» Work instructions
A: Duplicate everything in the article on the Celonis survey from "By James Aspinwall" down to "the track for.".
B: Pick up the article on the Celonis survey where it stops and keep writing it.

» Selected passage
┏━━

By James Aspinwall — February 21, 2026
Celonis dropped their 2026 Optimisation Report earlier this month, and the headline number should worry every CTO who just signed off on an AI budget: 76% of enterprises admit their current processes are holding back their AI ambitions. This from a survey of 1,649 business leaders across companies pulling in $500 million or more in revenue.
The ambition is there. The readiness is not.
Everyone Wants to Be an Agentic Enterprise
The survey paints a picture of near-universal enthusiasm. 90% of organizations are already using or exploring multi-agent systems to automate complex decision-making. 85% want to become a fully “agentic enterprise” within three years. And 89% of leaders view AI as their single biggest competitive opportunity.
These are not cautious numbers. This is an industry sprinting toward a finish line it hasn’t built the track for.
The Two Barriers Nobody Wants to Talk About
The top obstacles aren’t budget or technology. They’re human and organizational:
- Internal expertise gaps (47%) — Nearly half of organizations don’t have the people who understand both AI and their business well enough to bridge the gap.
- AI can’t understand business context (45%) — The models are powerful, but they’re flying blind. They don’t know how your procurement workflow actually runs, why your finance team approves invoices the way they do, or where the bottlenecks hide in your supply chain.
And here’s the deeper problem: 58% of process and operations leaders say their departments still don’t operate seamlessly together. You can’t build an AI agent that orchestrates across departments when those departments can’t orchestrate with each other.

┗━━

» Material provided

┏━━

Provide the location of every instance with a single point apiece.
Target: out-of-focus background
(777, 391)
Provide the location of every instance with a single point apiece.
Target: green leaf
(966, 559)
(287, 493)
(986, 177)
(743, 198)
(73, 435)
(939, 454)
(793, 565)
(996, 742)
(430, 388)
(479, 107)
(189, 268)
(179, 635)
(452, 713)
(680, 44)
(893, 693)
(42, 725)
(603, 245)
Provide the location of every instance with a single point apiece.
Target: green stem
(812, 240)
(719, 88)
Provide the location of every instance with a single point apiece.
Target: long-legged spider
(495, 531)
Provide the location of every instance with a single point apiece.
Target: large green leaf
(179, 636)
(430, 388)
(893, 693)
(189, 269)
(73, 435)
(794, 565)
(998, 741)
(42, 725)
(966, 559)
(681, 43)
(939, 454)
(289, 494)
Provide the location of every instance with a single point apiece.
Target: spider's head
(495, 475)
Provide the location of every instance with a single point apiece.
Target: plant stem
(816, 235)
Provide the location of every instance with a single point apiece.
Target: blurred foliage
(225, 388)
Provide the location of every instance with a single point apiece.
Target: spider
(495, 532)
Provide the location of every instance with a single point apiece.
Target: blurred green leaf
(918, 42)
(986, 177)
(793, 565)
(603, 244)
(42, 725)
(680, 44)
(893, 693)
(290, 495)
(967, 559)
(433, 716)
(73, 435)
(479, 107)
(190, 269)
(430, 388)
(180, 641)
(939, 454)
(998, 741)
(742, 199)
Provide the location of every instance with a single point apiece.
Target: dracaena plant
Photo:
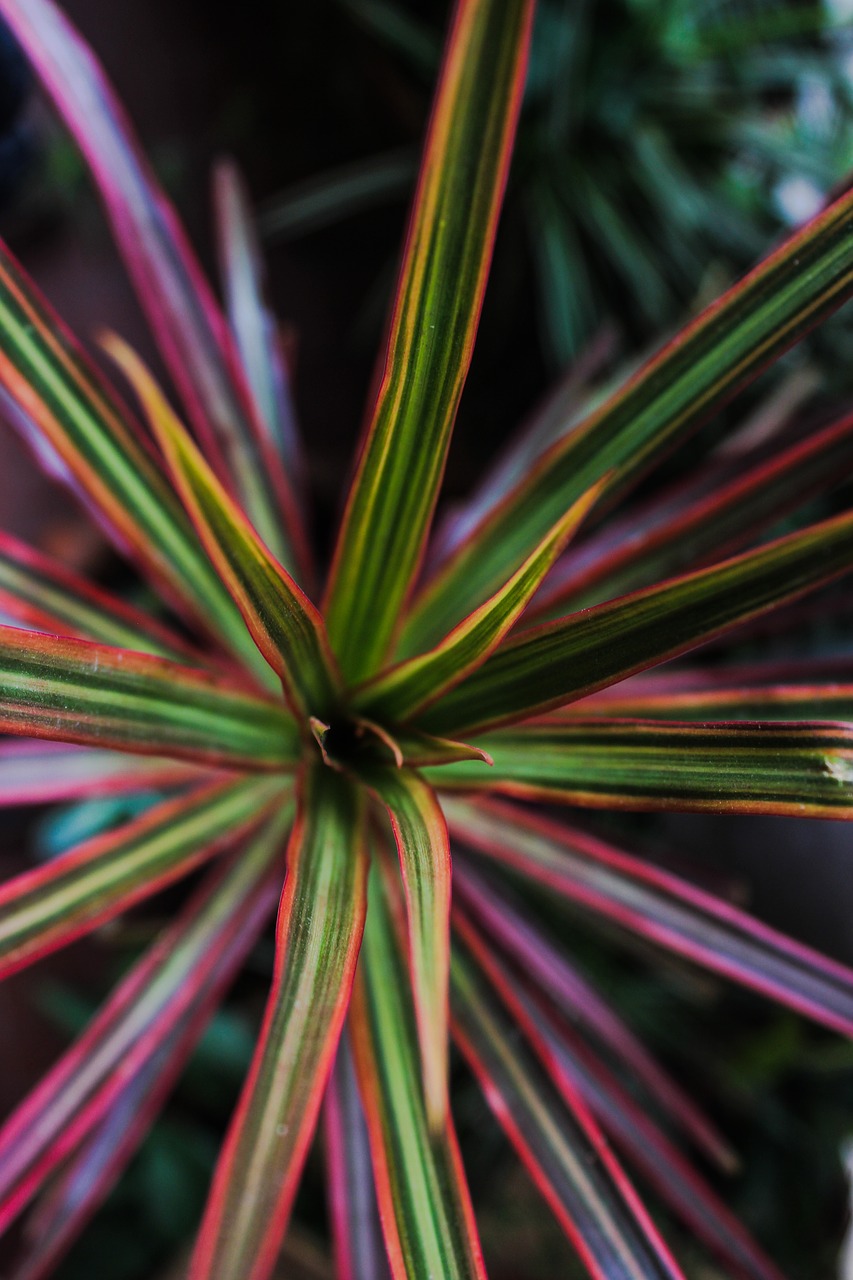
(319, 741)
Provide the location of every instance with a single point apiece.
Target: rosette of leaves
(318, 741)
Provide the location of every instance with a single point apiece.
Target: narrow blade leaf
(54, 688)
(45, 772)
(413, 685)
(717, 522)
(434, 320)
(359, 1248)
(698, 371)
(551, 1129)
(562, 661)
(56, 389)
(41, 593)
(318, 937)
(48, 908)
(424, 1202)
(420, 833)
(283, 622)
(181, 309)
(503, 920)
(802, 771)
(660, 906)
(160, 999)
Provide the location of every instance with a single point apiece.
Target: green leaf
(730, 342)
(283, 622)
(41, 593)
(318, 937)
(169, 992)
(562, 661)
(432, 329)
(252, 324)
(420, 835)
(724, 702)
(55, 388)
(73, 691)
(688, 530)
(413, 685)
(551, 1129)
(424, 1202)
(182, 311)
(803, 771)
(49, 908)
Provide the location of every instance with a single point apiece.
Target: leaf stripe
(434, 320)
(55, 688)
(318, 936)
(697, 373)
(562, 661)
(50, 906)
(803, 771)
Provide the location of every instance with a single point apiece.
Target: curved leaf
(56, 388)
(551, 1129)
(699, 370)
(181, 309)
(318, 937)
(406, 689)
(144, 1024)
(420, 833)
(562, 661)
(44, 594)
(714, 524)
(804, 771)
(359, 1248)
(550, 970)
(99, 696)
(283, 622)
(424, 1203)
(46, 772)
(434, 320)
(48, 908)
(660, 906)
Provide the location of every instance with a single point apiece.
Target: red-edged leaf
(63, 689)
(51, 391)
(562, 661)
(146, 1028)
(688, 534)
(181, 309)
(252, 324)
(797, 769)
(660, 906)
(561, 411)
(410, 686)
(424, 1203)
(46, 772)
(719, 700)
(550, 1127)
(648, 1150)
(48, 908)
(806, 279)
(576, 1070)
(503, 920)
(420, 833)
(283, 622)
(318, 937)
(433, 324)
(44, 594)
(359, 1248)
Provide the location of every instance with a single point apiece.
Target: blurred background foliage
(665, 144)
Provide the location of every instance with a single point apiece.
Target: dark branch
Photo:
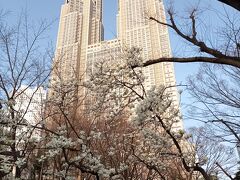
(233, 3)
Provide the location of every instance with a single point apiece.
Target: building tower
(80, 38)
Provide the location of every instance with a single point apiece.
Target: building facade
(80, 39)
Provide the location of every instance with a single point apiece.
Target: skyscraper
(80, 40)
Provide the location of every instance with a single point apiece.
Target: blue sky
(50, 11)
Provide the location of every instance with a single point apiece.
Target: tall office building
(80, 39)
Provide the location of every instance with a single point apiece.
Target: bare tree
(22, 68)
(225, 52)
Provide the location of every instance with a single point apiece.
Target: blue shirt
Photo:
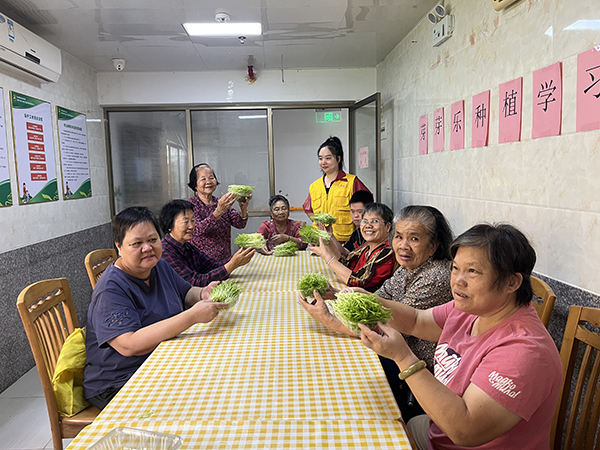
(122, 303)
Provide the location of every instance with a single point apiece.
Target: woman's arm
(146, 339)
(471, 420)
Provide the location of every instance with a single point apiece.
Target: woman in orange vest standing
(331, 193)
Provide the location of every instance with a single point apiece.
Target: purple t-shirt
(122, 303)
(516, 363)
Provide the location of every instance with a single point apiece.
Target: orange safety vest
(335, 203)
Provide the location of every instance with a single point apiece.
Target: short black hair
(276, 198)
(381, 210)
(334, 145)
(170, 211)
(435, 223)
(130, 217)
(364, 197)
(193, 183)
(508, 251)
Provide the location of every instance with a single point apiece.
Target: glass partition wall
(273, 149)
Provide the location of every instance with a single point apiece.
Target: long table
(261, 375)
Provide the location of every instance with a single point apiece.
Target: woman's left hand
(244, 203)
(280, 238)
(205, 293)
(390, 343)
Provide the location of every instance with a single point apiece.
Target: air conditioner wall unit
(24, 50)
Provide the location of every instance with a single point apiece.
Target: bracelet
(412, 370)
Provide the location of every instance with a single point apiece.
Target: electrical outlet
(443, 30)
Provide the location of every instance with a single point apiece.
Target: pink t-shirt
(516, 363)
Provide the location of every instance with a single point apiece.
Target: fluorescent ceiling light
(584, 25)
(223, 29)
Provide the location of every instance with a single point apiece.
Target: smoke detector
(222, 16)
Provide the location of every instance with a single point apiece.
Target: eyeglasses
(372, 221)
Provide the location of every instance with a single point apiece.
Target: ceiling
(148, 34)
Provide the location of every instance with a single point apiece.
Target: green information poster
(5, 192)
(34, 149)
(75, 165)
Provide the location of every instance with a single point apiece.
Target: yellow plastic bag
(68, 376)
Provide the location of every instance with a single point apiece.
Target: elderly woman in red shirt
(373, 262)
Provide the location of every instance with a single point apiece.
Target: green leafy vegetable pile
(226, 292)
(353, 308)
(241, 191)
(253, 240)
(311, 281)
(288, 248)
(324, 218)
(311, 235)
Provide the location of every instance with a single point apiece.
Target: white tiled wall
(549, 187)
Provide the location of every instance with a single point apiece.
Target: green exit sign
(328, 116)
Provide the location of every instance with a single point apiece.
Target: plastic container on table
(134, 439)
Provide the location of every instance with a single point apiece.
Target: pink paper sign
(363, 158)
(457, 125)
(588, 90)
(438, 130)
(509, 117)
(481, 120)
(423, 126)
(547, 101)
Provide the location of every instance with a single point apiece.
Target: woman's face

┗━━

» Task-by-task outputs
A:
By James Aspinwall — February 21, 2026
Celonis dropped their 2026 Optimisation Report earlier this month, and the headline number should worry every CTO who just signed off on an AI budget: 76% of enterprises admit their current processes are holding back their AI ambitions. This from a survey of 1,649 business leaders across companies pulling in $500 million or more in revenue.
The ambition is there. The readiness is not.
Everyone Wants to Be an Agentic Enterprise
The survey paints a picture of near-universal enthusiasm. 90% of organizations are already using or exploring multi-agent systems to automate complex decision-making. 85% want to become a fully “agentic enterprise” within three years. And 89% of leaders view AI as their single biggest competitive opportunity.
These are not cautious numbers. This is an industry sprinting toward a finish line it hasn’t built the track for.

B:
The ROI Trap
This is the number that should keep executives up at night: 82% of decision-makers believe AI will fail to deliver ROI if it doesn’t understand how the business actually runs.
Think about what that means. Four out of five leaders surveyed are essentially saying: we know this won’t work the way we’re doing it. They’re investing anyway, hoping the operational readiness catches up to the spending.
It won’t. Not automatically.
Process Intelligence: The Missing Layer
Celonis — being Celonis — naturally argues that Process Intelligence is the answer. Their President Carsten Thoma puts it plainly: “For AI to truly work for the enterprise, it needs more than just data. It needs operational context.”
Strip away the vendor pitch and the core insight holds up. AI agents that execute isolated tasks are table stakes. The hard part is building agents that understand end-to-end workflows: how a customer order flows through sales, inventory, fulfillment, and finance. How an exception in one step cascades through the rest. How to optimize across departments rather than within silos.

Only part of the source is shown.